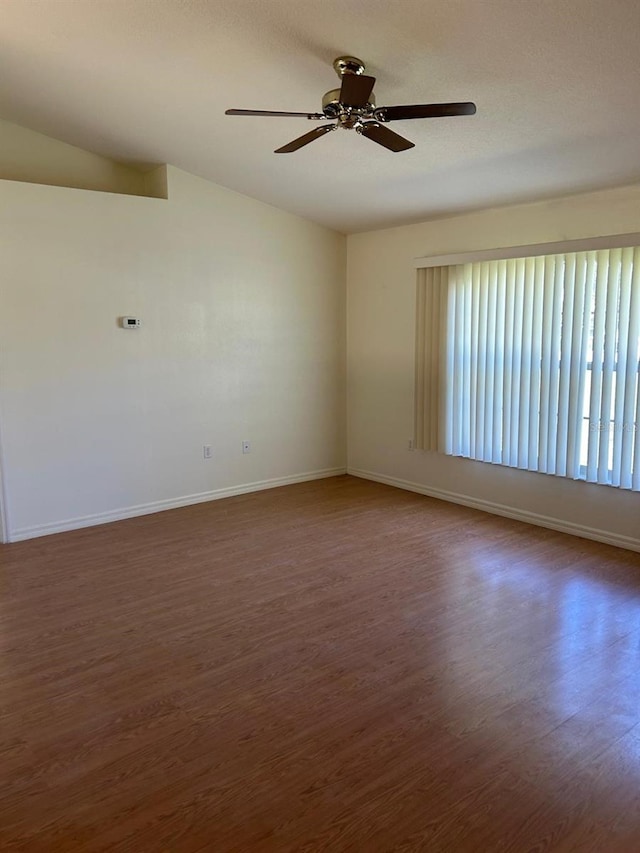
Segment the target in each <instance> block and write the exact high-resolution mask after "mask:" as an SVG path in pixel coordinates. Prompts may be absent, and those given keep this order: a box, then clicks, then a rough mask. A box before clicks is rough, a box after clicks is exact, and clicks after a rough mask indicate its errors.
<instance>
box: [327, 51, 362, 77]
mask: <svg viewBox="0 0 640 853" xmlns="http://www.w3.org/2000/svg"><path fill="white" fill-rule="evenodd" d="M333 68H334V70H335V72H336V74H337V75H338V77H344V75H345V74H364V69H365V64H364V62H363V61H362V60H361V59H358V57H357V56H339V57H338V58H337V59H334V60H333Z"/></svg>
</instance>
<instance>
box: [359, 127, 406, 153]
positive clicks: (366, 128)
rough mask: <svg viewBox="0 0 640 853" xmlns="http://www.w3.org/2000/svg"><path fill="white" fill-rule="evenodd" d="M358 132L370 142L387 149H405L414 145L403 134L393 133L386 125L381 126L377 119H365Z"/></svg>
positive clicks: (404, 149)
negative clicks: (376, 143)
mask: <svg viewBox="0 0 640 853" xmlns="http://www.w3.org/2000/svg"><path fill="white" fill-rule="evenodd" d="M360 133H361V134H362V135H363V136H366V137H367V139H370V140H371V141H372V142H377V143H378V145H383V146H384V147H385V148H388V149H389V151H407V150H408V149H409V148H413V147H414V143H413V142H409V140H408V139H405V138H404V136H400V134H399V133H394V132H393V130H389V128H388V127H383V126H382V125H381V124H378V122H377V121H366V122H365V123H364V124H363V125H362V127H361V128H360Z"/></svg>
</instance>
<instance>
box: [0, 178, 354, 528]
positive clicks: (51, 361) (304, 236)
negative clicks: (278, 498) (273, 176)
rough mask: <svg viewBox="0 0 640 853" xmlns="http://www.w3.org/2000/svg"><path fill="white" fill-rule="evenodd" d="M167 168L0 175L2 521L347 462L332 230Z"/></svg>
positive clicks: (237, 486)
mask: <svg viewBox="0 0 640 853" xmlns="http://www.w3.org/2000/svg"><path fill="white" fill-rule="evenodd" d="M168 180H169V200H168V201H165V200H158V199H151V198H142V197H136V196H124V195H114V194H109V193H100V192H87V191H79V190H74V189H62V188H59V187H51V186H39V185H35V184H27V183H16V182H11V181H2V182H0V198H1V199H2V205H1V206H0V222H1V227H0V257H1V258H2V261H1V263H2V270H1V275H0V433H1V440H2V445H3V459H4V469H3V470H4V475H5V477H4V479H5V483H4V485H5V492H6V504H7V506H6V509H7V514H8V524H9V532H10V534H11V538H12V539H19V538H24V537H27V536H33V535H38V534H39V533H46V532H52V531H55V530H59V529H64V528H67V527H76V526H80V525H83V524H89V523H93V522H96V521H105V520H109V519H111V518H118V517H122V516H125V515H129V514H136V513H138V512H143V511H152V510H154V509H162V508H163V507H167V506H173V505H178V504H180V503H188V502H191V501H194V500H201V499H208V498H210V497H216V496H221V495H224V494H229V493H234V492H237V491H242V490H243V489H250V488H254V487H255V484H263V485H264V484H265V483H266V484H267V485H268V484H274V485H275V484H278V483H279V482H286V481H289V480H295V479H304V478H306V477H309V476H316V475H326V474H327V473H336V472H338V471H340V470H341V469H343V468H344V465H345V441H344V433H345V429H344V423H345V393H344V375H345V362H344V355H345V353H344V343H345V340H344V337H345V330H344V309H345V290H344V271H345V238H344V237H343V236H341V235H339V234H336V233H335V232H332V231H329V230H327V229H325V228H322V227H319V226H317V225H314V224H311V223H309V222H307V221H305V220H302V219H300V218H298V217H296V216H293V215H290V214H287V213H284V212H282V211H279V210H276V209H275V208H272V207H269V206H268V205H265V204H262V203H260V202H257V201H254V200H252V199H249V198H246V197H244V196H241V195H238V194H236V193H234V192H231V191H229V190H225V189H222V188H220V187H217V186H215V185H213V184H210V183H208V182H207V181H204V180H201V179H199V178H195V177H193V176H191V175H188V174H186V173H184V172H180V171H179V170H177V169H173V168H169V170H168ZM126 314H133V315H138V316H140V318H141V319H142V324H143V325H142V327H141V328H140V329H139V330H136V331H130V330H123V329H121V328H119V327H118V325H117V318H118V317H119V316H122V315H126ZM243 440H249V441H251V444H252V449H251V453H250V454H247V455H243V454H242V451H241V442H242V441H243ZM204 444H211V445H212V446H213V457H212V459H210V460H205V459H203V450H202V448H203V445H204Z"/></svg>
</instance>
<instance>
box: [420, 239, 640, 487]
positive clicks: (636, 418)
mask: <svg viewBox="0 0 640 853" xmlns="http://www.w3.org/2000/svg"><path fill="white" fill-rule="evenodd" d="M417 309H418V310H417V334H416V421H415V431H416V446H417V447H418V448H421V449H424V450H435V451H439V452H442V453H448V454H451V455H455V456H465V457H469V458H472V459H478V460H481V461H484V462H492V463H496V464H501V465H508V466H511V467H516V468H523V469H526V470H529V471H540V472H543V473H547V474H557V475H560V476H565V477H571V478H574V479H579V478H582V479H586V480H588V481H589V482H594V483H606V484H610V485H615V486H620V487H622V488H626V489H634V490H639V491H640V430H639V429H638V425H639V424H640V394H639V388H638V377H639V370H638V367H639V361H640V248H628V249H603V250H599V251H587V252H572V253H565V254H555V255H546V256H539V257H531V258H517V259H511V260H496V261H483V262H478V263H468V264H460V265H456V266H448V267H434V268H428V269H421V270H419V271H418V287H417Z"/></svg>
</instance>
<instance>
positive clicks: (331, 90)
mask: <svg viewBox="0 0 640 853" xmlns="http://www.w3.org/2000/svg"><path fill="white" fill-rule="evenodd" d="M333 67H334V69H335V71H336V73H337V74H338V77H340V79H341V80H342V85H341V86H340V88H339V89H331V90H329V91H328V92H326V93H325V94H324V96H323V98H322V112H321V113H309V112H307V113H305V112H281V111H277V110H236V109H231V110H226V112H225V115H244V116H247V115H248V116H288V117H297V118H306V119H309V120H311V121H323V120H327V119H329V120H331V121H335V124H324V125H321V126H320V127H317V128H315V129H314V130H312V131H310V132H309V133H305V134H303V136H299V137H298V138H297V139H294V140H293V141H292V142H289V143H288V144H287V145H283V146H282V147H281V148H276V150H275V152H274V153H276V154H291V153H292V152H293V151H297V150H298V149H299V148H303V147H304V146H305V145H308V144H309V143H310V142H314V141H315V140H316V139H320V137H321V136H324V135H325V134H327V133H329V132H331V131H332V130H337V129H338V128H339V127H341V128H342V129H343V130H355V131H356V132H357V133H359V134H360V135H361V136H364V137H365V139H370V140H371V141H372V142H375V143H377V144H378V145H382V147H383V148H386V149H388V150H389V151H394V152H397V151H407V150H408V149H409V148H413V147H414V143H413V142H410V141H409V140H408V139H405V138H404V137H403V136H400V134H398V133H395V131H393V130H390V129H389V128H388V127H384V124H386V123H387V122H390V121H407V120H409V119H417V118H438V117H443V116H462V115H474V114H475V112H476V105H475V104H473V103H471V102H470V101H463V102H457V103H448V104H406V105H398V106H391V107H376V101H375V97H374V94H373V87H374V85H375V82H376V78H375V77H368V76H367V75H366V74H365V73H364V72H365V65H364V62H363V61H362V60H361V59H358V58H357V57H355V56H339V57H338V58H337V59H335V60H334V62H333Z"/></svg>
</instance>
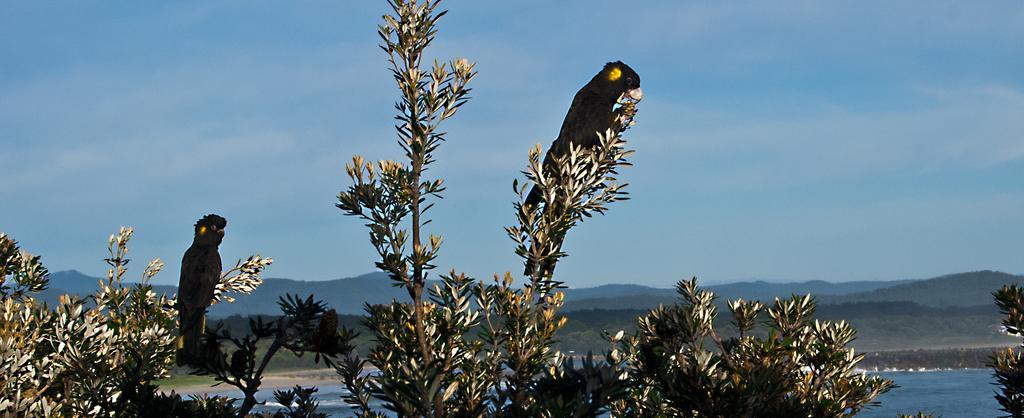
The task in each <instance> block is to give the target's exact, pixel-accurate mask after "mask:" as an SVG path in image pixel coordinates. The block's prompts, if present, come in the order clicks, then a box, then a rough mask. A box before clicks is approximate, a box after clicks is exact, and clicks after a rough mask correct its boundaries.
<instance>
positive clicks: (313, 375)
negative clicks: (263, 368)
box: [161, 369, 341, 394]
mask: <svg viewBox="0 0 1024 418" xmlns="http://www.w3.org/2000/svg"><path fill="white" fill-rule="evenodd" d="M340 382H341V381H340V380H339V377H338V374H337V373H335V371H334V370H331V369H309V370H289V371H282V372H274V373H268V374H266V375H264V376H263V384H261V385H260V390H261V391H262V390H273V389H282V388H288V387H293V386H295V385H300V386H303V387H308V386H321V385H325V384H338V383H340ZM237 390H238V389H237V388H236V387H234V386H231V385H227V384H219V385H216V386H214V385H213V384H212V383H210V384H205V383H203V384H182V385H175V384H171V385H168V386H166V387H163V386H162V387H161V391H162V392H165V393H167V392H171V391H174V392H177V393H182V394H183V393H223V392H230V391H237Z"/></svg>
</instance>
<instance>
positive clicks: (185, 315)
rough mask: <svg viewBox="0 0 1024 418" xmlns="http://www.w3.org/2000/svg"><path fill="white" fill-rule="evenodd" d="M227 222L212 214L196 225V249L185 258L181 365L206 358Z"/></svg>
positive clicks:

What this task involves - Transcribe verbatim every line from the beginning of the records through the line containing "box: [327, 51, 362, 77]", both included. Leave the pictures out of your transcription.

Answer below -
Segment the target in each <instance> block and write the exact high-resolution mask after "mask:" as an SVG path in pixel coordinates. Prompts may be absent, and those given keep this order: a box, then clicks, then a rough mask. A box before clicks is rough, a box after clicks is exact, and clicks after a rough mask indicate its errors.
<instance>
box: [327, 51, 362, 77]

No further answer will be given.